- _Set of tasks_:
• a. What radius does the punch bowl explanation give for the hemisphere?
• b. Transcribe from the punch bowl explanation the passage starting with "since the exposed" and going on through "call this Eq(1)".

- _Text block_:
※
Step-by-step explanation:

Though Process:

The punch glass (call it bowl to have a shape in mind) is in the shape of a hemisphere
the radius $r=5cm$
Punch is being poured into the bowl
The height at which the punch is increasing in the bowl is $\frac{dh}{dt} = 1.5$
the exposed area is a circle, (since the bowl is a hemisphere)
the radius of this circle can be written as $'a'$

what is being asked is the rate of change of the exposed area when the height $h = 2 cm$
the rate of change of exposed area can be written as $\frac{dA}{dt}$ .
since the exposed area is changing with respect to the height of punch. We can use the chain rule: $\frac{dA}{dt} = \frac{dA}{dh} . \frac{dh}{dt}$

and since $A = \pi a^2$ the chain rule above can simplified to $\frac{da}{dt} = \frac{da}{dh} . \frac{dh}{dt}$ -- we can call this Eq(1)
※
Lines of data
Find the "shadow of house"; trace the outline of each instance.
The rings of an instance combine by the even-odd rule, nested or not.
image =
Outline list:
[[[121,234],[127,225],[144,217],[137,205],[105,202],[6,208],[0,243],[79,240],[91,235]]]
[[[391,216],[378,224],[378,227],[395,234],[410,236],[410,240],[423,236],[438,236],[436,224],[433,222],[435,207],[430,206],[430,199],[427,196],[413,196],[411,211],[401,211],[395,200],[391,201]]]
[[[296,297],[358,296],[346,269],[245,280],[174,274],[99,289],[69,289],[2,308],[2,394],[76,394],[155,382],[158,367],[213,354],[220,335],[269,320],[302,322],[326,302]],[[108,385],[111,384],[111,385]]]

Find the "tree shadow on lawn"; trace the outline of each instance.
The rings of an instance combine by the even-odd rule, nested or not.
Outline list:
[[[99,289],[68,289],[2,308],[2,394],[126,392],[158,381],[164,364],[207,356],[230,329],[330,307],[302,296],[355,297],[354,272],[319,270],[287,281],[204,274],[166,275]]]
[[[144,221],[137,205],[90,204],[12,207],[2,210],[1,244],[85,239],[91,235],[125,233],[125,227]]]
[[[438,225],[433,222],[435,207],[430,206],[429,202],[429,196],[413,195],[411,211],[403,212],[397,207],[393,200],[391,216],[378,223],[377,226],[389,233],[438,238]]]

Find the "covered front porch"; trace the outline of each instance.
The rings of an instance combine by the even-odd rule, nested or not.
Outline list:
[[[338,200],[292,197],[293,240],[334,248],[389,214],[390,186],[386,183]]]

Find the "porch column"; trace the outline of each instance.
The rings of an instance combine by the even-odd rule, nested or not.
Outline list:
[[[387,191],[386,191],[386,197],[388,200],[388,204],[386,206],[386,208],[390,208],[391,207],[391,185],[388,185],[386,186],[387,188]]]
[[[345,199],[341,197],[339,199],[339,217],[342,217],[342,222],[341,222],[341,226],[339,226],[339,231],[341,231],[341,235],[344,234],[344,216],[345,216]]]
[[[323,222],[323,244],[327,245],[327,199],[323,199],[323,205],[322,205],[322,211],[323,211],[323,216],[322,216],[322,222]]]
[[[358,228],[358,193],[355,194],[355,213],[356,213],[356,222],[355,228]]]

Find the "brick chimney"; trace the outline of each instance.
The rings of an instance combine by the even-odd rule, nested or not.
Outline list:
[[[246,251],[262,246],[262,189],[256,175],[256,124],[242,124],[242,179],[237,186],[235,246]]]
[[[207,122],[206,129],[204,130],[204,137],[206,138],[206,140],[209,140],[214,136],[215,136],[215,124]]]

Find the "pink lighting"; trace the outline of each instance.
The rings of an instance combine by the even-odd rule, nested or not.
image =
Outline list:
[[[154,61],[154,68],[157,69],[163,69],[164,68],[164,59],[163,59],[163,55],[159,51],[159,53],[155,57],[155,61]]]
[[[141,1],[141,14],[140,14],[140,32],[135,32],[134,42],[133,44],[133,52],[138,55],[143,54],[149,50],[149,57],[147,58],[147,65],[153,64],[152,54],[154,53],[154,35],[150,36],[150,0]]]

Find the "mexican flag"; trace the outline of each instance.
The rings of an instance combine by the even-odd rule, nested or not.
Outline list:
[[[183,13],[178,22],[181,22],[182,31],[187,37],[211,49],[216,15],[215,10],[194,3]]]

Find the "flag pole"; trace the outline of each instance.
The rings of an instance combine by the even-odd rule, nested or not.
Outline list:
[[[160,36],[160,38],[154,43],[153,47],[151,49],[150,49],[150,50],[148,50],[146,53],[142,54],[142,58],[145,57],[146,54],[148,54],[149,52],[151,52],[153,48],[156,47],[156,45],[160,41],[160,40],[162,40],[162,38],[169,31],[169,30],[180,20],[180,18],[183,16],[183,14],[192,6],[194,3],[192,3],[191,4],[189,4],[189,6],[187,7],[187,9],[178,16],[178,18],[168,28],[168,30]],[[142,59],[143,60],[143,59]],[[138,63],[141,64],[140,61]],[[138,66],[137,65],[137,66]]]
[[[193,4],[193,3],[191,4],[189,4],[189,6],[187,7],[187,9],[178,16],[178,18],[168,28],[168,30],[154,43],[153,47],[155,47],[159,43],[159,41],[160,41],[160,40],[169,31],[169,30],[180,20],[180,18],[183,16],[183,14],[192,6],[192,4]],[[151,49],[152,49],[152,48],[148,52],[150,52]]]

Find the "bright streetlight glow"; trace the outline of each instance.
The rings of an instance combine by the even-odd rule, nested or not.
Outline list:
※
- _Full solutions_:
• a. 5 cm

• b.
since the exposed area is changing with respect to the height of punch. We can use the chain rule: $\frac{dA}{dt} = \frac{dA}{dh} . \frac{dh}{dt}$

and since $A = \pi a^2$ the chain rule above can simplified to $\frac{da}{dt} = \frac{da}{dh} . \frac{dh}{dt}$ -- we can call this Eq(1)